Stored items
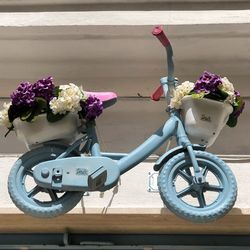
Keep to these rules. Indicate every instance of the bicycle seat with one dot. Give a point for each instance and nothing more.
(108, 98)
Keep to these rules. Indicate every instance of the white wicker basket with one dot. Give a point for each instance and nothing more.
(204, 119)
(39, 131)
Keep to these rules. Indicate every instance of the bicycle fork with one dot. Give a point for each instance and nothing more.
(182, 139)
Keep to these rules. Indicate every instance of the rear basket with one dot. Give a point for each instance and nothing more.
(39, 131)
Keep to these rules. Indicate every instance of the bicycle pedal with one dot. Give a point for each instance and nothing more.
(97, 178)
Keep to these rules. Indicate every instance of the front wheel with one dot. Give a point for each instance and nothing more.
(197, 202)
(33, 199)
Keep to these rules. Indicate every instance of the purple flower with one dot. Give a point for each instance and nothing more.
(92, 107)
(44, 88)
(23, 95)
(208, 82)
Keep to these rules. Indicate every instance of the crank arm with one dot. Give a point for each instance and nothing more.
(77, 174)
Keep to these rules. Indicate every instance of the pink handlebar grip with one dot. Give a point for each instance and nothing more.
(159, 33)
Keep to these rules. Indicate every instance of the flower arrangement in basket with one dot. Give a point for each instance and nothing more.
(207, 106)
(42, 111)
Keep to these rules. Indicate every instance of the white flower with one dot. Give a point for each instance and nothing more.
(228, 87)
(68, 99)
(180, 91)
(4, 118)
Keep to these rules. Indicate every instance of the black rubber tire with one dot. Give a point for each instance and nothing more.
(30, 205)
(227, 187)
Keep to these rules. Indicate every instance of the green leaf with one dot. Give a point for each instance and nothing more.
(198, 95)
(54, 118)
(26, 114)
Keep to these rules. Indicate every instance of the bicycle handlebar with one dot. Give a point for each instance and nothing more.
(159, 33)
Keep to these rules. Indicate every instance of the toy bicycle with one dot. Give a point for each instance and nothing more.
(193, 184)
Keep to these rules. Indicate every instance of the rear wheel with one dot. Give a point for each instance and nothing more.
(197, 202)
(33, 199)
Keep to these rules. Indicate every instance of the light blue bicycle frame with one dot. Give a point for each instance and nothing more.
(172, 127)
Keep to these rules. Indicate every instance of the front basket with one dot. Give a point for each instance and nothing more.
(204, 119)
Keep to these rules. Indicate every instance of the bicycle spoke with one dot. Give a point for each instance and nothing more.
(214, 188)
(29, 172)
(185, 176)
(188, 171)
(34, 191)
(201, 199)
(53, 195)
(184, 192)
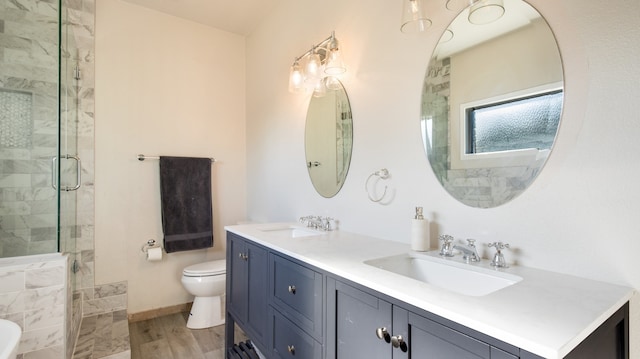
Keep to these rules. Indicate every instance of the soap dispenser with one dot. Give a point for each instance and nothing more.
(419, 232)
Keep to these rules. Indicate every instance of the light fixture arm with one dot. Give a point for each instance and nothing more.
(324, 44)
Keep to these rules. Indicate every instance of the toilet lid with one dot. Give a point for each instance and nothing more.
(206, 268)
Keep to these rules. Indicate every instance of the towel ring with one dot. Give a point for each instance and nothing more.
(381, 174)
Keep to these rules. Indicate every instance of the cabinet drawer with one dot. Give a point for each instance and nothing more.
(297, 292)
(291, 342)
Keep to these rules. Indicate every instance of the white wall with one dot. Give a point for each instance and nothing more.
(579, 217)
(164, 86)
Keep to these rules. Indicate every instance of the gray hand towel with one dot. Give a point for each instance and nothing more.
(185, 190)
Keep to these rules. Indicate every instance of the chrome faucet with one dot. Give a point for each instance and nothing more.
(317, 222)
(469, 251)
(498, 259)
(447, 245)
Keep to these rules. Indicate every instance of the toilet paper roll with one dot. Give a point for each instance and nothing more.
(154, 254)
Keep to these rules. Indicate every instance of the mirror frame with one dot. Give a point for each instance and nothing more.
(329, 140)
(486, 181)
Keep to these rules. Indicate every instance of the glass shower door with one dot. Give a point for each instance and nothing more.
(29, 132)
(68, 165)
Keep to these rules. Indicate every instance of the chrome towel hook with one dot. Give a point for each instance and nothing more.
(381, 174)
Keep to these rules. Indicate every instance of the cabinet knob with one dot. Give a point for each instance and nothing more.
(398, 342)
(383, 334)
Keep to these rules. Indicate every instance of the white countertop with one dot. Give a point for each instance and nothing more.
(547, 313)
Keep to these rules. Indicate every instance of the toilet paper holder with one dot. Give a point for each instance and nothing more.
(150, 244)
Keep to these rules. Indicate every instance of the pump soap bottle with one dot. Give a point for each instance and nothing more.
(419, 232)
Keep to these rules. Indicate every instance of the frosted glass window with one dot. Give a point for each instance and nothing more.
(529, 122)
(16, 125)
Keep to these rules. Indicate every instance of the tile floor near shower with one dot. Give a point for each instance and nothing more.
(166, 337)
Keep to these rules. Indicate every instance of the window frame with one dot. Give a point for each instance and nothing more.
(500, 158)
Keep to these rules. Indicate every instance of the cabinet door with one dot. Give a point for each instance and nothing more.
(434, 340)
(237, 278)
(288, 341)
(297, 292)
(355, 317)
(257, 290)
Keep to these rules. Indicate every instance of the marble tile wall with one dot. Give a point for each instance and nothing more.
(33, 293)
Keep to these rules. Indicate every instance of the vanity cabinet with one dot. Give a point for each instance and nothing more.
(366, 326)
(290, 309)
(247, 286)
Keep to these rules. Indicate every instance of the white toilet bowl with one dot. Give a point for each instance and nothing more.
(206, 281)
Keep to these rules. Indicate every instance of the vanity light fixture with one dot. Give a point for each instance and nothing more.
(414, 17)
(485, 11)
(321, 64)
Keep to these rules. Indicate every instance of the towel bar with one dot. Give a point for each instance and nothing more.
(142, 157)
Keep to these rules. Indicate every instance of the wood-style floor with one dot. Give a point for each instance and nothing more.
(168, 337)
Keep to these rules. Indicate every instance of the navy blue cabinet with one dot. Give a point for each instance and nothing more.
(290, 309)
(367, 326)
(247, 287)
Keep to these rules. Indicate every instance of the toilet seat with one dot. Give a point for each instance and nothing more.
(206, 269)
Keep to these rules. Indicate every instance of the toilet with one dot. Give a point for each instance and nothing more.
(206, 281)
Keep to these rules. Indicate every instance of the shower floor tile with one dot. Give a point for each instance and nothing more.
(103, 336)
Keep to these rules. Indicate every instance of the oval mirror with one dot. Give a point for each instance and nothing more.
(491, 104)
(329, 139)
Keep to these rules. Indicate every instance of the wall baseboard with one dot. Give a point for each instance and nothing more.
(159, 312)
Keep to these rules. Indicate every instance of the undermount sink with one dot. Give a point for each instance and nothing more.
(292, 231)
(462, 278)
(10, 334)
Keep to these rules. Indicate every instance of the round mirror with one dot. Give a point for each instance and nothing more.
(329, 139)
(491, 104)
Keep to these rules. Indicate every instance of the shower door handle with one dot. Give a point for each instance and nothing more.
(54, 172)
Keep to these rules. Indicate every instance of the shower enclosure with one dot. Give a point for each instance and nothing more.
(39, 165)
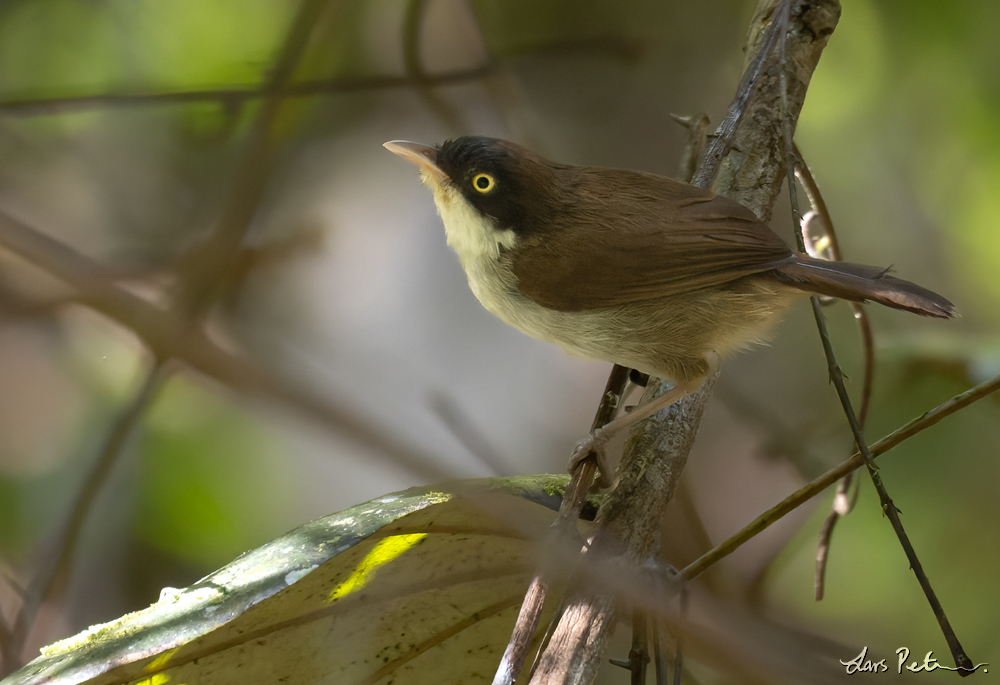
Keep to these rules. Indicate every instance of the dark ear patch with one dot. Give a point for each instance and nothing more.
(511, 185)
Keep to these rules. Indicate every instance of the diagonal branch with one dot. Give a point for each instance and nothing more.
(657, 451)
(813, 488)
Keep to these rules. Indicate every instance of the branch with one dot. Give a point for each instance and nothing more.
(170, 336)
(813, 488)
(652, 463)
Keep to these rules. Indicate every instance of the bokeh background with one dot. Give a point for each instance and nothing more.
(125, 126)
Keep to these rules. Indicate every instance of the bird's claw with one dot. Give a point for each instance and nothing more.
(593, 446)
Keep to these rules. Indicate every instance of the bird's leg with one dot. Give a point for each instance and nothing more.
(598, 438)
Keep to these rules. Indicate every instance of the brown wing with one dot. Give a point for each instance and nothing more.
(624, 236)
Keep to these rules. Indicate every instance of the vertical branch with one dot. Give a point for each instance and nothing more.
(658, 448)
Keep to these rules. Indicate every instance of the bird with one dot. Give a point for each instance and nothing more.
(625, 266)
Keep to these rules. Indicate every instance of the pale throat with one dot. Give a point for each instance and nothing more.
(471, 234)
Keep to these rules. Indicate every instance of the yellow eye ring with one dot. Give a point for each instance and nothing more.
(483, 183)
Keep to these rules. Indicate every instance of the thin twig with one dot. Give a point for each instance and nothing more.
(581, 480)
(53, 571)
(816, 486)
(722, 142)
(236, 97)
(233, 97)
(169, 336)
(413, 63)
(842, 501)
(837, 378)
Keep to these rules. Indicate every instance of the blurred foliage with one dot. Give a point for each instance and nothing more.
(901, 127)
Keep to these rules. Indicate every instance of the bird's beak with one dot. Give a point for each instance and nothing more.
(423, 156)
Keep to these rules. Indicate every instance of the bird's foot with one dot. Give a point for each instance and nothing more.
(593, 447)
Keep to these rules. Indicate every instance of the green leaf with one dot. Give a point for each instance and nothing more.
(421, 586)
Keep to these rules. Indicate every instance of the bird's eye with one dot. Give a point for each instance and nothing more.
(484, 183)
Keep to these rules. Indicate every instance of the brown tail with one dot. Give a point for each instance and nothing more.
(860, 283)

--- Goal of the exercise ---
The line with "Keep to these rules. Indicate every instance of the pale" through the last line of the data: write these out exactly, and no others.

--- Written response ---
Keep to these rules. Indicate every instance of the pale throat with one dot. Give a point for each instance and nothing more.
(471, 234)
Keep to these rules. Indicate every instance of the yellow eye ring with one dot. Give a point for each instance and nothing more.
(483, 183)
Keep to these rules. Indicate every instance of the thin twig with one dot. Give a point for each instance and nothing more.
(581, 480)
(53, 571)
(816, 486)
(722, 142)
(236, 97)
(233, 97)
(169, 336)
(413, 63)
(842, 501)
(837, 378)
Keep to these rules. Indicate every instance of the blurred foliage with one dot. Give a point for each instance and nothing more.
(901, 127)
Keep to these rules. Indicate every instance of the bird's beak with one dot. Give a point for each instance and nothing more.
(423, 156)
Keep to these rules. Indicate every instance of the bird's foot with one dot. Give a point for each instance and nothing more.
(593, 447)
Keep to these rules. Indicate every instance of the green leaf with one dot. Give a point for each instance and nothing more.
(421, 586)
Keep to these rules. Indicate every instance of the bird's eye with one dot. Give a point for each instance and nothing more.
(484, 183)
Keep to these rules. Indicate every instance of the brown tail with one dot. Give a point for each instance and nothing more.
(860, 283)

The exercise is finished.